[Items from a data source]

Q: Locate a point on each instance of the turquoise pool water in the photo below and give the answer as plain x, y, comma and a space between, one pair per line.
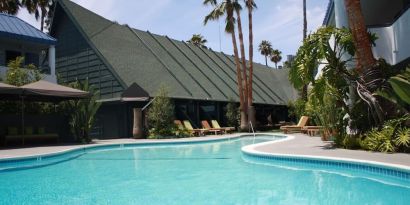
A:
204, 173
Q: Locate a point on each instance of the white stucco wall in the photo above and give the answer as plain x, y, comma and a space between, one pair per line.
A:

*WHAT YOU SHOULD DO*
Reproduce the records in full and leave the images behind.

*WRITTEN ANSWER*
Q: Locate a point on each instance of the turquoise pool water in the photo below and give the answer as plain x, y, comma and a space between, one pair per line.
A:
204, 173
Q: Locate a point on each instance of the white stucco wall in the photo above and give the answer as plain x, y, comma and a space between, one pair per line.
A:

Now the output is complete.